Recorded information:

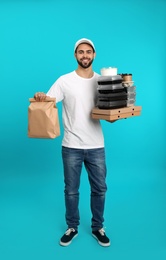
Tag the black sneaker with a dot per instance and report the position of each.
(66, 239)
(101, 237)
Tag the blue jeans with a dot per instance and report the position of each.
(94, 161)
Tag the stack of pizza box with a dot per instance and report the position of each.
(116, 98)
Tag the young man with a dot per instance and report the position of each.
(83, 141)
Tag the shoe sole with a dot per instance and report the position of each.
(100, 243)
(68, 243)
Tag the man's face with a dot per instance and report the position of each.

Stated exercise: Rewrite the rows above with "marker" substituted for every "dot" and everything else left unchanged. Omit the pictures.

Task solution:
Tag the black sneaker with a marker per instance and report the position of each.
(66, 239)
(101, 237)
Tag the blue jeans with a marker per instance and report the position of each.
(94, 161)
Tag the stack of pizza box with a marker per instance and report the position of each.
(116, 98)
Tag the young man with a marker per instance and report the position of each.
(83, 141)
Tag the shoe sole with a marker per instance and report the position of each.
(100, 243)
(68, 243)
Tag the man's face with a marker per instance and report the position of each.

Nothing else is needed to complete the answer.